Reproduce, with no changes, the line where "I would be grateful if you could mark the gray" appears and every subsequent line of the listing, the last one included.

=-=-=-=-=

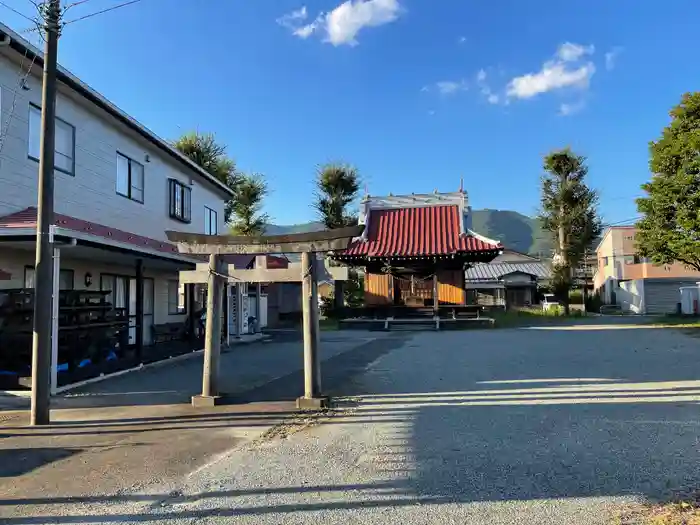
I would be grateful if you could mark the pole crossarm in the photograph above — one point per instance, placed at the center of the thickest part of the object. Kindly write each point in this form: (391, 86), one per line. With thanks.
(321, 241)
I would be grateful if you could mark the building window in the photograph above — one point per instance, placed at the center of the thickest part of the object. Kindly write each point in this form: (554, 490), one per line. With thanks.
(65, 278)
(180, 201)
(64, 154)
(210, 222)
(176, 298)
(129, 178)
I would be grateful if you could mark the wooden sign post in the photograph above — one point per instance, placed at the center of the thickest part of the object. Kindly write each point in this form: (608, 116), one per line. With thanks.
(214, 273)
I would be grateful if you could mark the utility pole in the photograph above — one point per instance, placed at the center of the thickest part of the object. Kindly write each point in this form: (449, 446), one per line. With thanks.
(43, 283)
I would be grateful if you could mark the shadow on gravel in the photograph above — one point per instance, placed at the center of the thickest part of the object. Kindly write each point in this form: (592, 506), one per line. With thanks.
(15, 462)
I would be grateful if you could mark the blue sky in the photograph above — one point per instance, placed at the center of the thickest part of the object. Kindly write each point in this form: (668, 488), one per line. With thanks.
(414, 93)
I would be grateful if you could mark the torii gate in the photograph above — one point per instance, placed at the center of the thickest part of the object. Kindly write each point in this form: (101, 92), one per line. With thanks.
(214, 274)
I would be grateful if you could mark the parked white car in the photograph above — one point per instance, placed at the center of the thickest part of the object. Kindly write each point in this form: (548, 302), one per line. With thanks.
(549, 301)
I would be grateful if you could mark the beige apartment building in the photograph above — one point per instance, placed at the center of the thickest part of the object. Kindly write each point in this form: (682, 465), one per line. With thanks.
(633, 282)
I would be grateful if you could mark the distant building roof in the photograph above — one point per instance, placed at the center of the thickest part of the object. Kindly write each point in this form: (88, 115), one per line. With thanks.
(421, 231)
(496, 271)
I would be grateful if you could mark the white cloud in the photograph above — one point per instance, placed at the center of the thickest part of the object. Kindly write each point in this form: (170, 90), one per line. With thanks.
(449, 87)
(342, 25)
(485, 90)
(569, 52)
(290, 20)
(611, 58)
(567, 109)
(555, 74)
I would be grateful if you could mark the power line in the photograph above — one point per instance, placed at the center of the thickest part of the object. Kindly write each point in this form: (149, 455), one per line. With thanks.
(18, 12)
(74, 4)
(101, 11)
(22, 80)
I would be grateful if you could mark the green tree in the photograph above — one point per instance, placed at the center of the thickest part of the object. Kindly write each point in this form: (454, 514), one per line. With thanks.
(246, 206)
(211, 156)
(569, 213)
(337, 187)
(669, 229)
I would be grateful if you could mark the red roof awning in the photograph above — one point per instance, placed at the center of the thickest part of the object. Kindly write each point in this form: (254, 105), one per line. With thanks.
(27, 219)
(421, 231)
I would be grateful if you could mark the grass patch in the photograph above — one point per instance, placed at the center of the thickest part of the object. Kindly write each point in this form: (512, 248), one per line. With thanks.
(327, 325)
(533, 316)
(681, 512)
(678, 321)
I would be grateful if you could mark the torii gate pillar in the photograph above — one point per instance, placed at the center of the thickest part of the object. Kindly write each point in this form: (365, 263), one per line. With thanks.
(312, 377)
(212, 337)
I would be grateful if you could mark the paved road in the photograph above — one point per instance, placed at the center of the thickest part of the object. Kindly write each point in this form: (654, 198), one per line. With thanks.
(554, 426)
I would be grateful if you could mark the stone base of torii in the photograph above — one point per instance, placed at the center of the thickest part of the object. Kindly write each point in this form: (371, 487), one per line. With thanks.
(215, 274)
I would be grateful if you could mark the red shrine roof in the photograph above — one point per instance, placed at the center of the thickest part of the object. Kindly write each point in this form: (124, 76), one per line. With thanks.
(418, 231)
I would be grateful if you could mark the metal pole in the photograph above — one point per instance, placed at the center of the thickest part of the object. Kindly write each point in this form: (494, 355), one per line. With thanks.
(317, 317)
(258, 307)
(43, 284)
(212, 337)
(54, 323)
(311, 386)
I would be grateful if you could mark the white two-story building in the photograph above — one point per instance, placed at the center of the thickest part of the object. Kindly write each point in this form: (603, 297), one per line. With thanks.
(118, 188)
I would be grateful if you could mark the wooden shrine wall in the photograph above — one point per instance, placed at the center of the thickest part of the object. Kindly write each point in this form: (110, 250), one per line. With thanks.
(451, 286)
(379, 288)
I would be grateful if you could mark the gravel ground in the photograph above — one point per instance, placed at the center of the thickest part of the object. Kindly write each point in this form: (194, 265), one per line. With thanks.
(554, 426)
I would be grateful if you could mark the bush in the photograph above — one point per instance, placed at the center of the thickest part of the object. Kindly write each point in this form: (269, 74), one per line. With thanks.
(575, 297)
(594, 302)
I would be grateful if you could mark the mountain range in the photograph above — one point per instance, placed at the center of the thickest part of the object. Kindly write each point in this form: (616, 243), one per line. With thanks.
(515, 230)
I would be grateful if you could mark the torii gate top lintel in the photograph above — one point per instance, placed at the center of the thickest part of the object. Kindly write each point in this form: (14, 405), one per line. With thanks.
(320, 241)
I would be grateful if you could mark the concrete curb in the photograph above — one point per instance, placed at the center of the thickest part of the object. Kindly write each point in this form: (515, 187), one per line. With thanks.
(66, 388)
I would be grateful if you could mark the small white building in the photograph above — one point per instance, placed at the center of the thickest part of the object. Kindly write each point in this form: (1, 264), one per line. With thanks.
(118, 188)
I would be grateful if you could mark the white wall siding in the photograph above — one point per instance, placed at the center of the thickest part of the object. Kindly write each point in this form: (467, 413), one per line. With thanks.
(630, 296)
(91, 193)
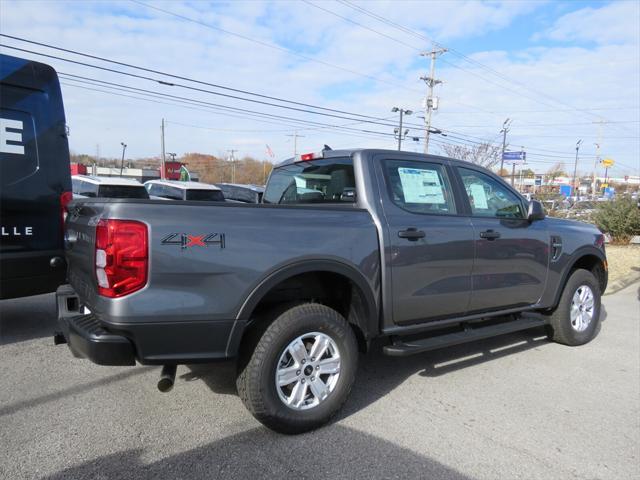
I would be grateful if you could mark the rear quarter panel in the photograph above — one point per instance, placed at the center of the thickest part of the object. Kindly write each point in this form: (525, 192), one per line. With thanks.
(189, 281)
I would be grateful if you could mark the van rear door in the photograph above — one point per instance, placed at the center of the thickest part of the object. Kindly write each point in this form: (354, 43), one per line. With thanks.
(35, 179)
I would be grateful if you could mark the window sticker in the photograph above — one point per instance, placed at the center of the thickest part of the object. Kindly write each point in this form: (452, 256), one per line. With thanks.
(478, 196)
(300, 182)
(421, 186)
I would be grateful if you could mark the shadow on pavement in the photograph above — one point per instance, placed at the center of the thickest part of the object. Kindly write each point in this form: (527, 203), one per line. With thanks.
(27, 318)
(333, 452)
(71, 391)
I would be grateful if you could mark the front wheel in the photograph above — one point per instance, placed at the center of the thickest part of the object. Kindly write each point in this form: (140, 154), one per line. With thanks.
(301, 370)
(575, 320)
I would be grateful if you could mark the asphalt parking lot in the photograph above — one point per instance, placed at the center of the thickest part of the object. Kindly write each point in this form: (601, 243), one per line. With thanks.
(511, 407)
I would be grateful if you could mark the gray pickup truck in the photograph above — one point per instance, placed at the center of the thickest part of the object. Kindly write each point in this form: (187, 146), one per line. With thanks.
(347, 246)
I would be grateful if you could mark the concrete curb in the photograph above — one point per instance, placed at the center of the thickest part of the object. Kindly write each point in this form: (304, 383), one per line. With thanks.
(621, 283)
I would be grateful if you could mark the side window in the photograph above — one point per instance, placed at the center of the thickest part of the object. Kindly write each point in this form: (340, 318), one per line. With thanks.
(488, 197)
(87, 189)
(329, 180)
(419, 187)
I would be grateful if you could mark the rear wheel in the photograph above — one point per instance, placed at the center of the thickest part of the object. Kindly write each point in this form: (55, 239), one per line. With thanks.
(575, 320)
(301, 370)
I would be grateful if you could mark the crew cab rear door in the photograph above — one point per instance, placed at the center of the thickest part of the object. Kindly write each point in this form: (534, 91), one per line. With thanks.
(512, 254)
(430, 245)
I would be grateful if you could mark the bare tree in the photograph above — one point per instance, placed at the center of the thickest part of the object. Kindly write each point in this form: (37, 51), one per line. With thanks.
(484, 154)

=-=-=-=-=

**WRITTEN REPLY:**
I would be grateful if you could mark the gray pickup truck in the photograph above — one point per instance, placed at the center of the thickest part of the object. Kindly write each point in this form: (187, 146), one per line. With thanks.
(347, 246)
I would be grateful if you could mark the concrete curb in the photograph above — one point per instance, placed at the center of the thickest part of the object. Kindly write each point in this form: (304, 383), one per line. With thanks.
(621, 283)
I would be grateful if you could mark the side window in the photograph above — one point per instance, placed at the center of the thickest part of the object. Kindly write each point in this form: (340, 318), one per line. With thanks.
(488, 197)
(87, 189)
(329, 180)
(419, 187)
I would be grateful if you could mark the rear wheel in the photograph above — one point per instance, placed at the center of the thickest part of the object. Kindly write each point in this form: (55, 239), one per line. With thanks.
(575, 320)
(301, 370)
I would be grateful if you could mark the crew cab rear door in the photograph above — one point per instance, placed at the center of the thickest part of the object. Kindly write each point in this form: (534, 91), one per line. With thanks.
(512, 254)
(430, 245)
I would be grateful if you could mark the bare tree in the photograph above — one point per instance, placed at the center of the thickest part of the object. Kindly write each point in this form: (37, 51), one per line. With thanks.
(484, 154)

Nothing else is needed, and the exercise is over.